- **Do this**:
Copy out every line of the entries below that contains the word "shrub".

- **Records for processing**:
§

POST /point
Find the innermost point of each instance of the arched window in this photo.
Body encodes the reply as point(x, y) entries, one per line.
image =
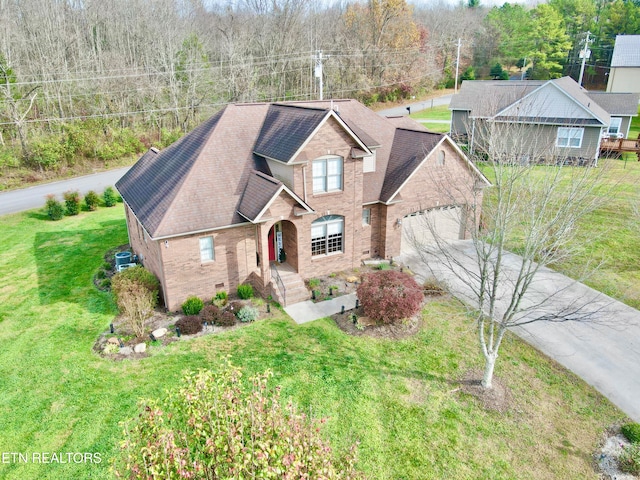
point(327, 234)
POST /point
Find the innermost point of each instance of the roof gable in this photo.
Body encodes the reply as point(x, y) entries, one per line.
point(286, 129)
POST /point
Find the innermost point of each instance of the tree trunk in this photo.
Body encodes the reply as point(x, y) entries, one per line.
point(490, 362)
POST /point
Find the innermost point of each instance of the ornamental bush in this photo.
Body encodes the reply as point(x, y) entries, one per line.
point(631, 431)
point(248, 314)
point(110, 197)
point(219, 425)
point(72, 202)
point(136, 293)
point(389, 296)
point(192, 306)
point(55, 210)
point(91, 199)
point(189, 325)
point(245, 291)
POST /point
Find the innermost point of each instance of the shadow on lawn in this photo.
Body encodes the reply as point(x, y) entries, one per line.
point(66, 261)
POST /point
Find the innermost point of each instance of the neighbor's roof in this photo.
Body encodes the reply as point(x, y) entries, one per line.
point(617, 103)
point(488, 98)
point(626, 51)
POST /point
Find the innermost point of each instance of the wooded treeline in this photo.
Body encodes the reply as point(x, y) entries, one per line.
point(102, 79)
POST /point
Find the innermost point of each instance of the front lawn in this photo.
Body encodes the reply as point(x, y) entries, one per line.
point(400, 399)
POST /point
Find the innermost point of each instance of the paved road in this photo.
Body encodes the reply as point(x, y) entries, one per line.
point(34, 197)
point(416, 106)
point(605, 351)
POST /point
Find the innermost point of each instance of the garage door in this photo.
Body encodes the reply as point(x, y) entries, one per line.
point(419, 227)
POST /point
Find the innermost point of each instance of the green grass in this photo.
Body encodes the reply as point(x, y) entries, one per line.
point(399, 398)
point(436, 113)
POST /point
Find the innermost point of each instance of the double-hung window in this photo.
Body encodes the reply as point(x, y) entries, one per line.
point(206, 249)
point(327, 174)
point(569, 137)
point(327, 235)
point(614, 126)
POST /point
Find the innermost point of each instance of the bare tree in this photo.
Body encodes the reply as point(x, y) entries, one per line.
point(533, 208)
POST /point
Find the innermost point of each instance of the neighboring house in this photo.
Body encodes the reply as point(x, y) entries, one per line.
point(624, 75)
point(536, 120)
point(319, 186)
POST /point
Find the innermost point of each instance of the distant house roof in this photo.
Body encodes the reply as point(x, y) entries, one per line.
point(626, 51)
point(625, 104)
point(216, 176)
point(497, 99)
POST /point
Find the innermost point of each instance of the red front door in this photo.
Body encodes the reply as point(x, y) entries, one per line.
point(272, 246)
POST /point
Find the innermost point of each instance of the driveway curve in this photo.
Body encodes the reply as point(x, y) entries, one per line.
point(34, 197)
point(603, 350)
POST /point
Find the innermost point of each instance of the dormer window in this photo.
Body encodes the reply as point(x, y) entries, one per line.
point(327, 174)
point(369, 163)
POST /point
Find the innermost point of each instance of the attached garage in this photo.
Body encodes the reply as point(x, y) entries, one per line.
point(420, 228)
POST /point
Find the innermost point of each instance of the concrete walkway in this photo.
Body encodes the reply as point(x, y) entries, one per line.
point(603, 350)
point(308, 311)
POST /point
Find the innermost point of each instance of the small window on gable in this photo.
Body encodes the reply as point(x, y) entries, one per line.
point(369, 163)
point(366, 216)
point(206, 249)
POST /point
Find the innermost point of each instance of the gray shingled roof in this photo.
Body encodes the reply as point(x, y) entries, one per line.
point(617, 103)
point(626, 51)
point(486, 98)
point(410, 148)
point(298, 123)
point(257, 194)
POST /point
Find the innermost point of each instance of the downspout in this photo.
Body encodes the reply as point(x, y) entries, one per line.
point(473, 132)
point(304, 183)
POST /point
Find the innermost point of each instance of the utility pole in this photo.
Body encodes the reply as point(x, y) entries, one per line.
point(318, 72)
point(457, 65)
point(585, 53)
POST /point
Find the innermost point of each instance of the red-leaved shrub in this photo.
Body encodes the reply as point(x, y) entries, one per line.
point(389, 296)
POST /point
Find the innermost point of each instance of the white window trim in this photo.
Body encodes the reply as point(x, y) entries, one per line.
point(207, 253)
point(326, 175)
point(618, 126)
point(325, 222)
point(568, 135)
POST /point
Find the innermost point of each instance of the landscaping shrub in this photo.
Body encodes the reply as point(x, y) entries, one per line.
point(210, 314)
point(192, 306)
point(629, 459)
point(632, 432)
point(110, 197)
point(235, 307)
point(136, 293)
point(245, 291)
point(55, 210)
point(72, 202)
point(221, 298)
point(241, 431)
point(248, 314)
point(225, 319)
point(190, 325)
point(91, 200)
point(389, 296)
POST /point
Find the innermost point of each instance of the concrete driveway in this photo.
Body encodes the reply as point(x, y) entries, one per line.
point(603, 350)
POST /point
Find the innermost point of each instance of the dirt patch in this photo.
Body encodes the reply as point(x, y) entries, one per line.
point(497, 399)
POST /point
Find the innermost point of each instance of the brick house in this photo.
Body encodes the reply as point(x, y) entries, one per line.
point(271, 194)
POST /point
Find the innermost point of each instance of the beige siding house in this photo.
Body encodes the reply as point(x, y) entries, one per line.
point(272, 194)
point(624, 75)
point(554, 120)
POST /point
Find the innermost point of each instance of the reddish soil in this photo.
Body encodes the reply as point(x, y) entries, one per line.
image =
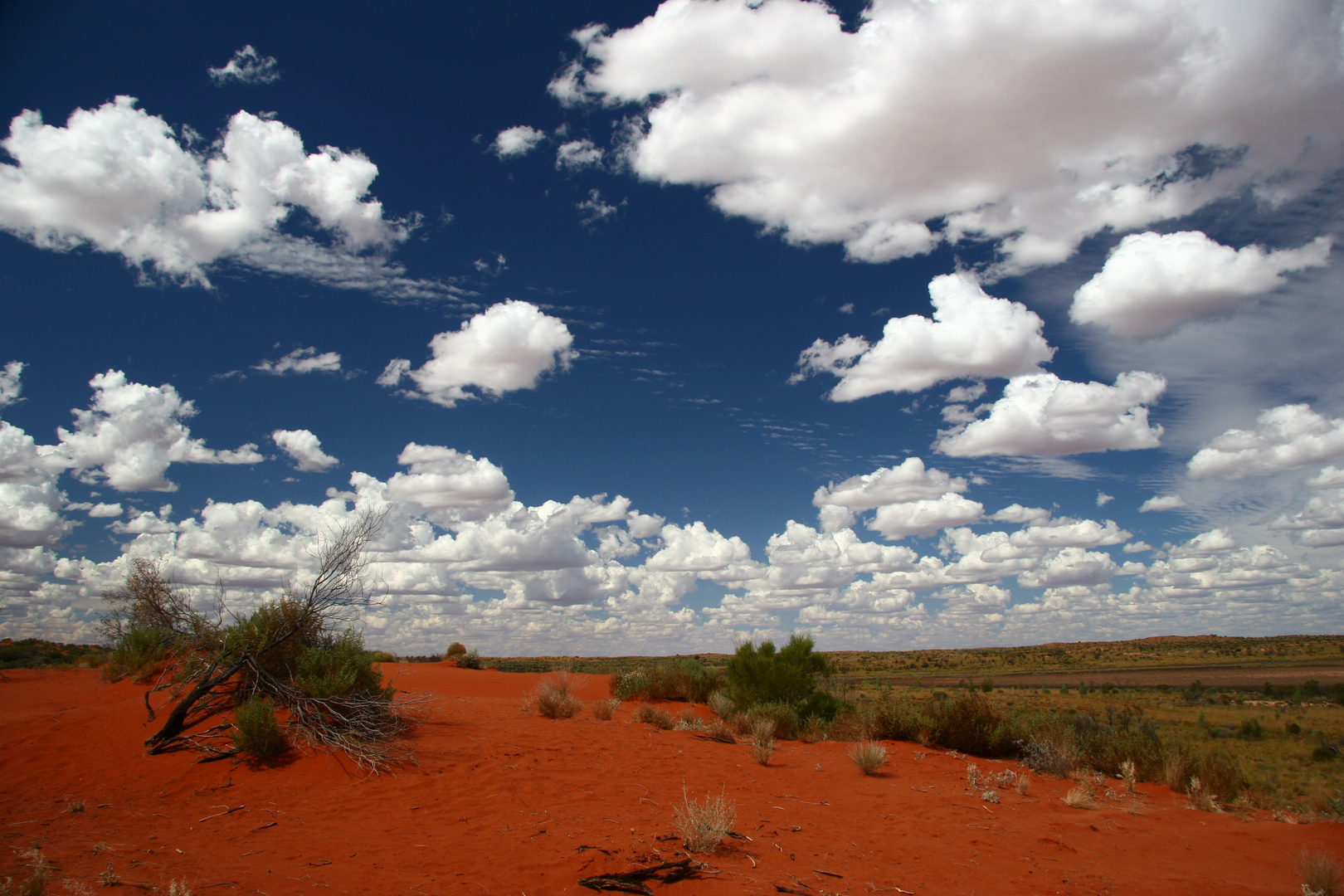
point(503, 802)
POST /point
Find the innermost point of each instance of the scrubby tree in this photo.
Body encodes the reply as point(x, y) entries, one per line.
point(295, 653)
point(788, 676)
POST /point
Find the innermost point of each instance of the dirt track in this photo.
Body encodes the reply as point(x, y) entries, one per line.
point(1242, 677)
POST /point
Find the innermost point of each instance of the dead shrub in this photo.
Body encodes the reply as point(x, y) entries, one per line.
point(644, 713)
point(554, 698)
point(867, 757)
point(704, 824)
point(1322, 872)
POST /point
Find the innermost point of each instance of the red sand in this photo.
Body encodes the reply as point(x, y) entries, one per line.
point(503, 802)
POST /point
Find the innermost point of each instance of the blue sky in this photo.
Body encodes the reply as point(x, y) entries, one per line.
point(654, 328)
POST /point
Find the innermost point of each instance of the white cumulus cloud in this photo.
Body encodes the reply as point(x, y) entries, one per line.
point(504, 348)
point(246, 67)
point(116, 179)
point(304, 449)
point(1288, 437)
point(10, 384)
point(132, 433)
point(1155, 282)
point(516, 141)
point(971, 336)
point(1043, 414)
point(301, 360)
point(1103, 116)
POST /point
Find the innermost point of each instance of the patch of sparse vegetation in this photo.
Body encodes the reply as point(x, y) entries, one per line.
point(644, 713)
point(256, 730)
point(554, 698)
point(762, 740)
point(1322, 872)
point(867, 757)
point(704, 824)
point(687, 679)
point(290, 650)
point(604, 709)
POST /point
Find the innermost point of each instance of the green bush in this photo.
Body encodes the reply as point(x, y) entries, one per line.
point(138, 653)
point(339, 668)
point(761, 674)
point(780, 716)
point(256, 730)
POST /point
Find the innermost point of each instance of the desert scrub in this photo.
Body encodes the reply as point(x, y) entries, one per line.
point(704, 824)
point(686, 680)
point(1322, 872)
point(644, 713)
point(554, 698)
point(762, 740)
point(867, 757)
point(256, 731)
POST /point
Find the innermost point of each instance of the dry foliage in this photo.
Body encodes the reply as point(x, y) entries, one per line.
point(644, 713)
point(1127, 774)
point(1082, 796)
point(762, 740)
point(867, 757)
point(1322, 872)
point(721, 731)
point(554, 698)
point(704, 824)
point(1200, 798)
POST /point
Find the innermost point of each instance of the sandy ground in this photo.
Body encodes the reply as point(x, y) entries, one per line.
point(502, 802)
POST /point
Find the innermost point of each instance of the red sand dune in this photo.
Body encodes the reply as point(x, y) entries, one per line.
point(503, 802)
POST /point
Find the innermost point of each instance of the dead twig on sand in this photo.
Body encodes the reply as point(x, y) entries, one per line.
point(632, 881)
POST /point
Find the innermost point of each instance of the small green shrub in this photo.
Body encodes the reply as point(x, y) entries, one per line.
point(256, 731)
point(761, 674)
point(339, 668)
point(138, 653)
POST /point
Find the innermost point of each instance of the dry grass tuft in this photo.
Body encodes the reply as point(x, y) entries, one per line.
point(1322, 872)
point(704, 824)
point(762, 740)
point(1082, 796)
point(719, 731)
point(602, 709)
point(554, 698)
point(1200, 798)
point(644, 713)
point(867, 757)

§

- **Written reply**:
Find the innermost point of each instance of the red-leaved shrub in this photo.
Find the innermost point of each instance of the landscaping shrub in this photo.
Find the innermost point of each instance of the dead shrub in this photo.
Find the innermost point of each instance of the small green shrub in this photo.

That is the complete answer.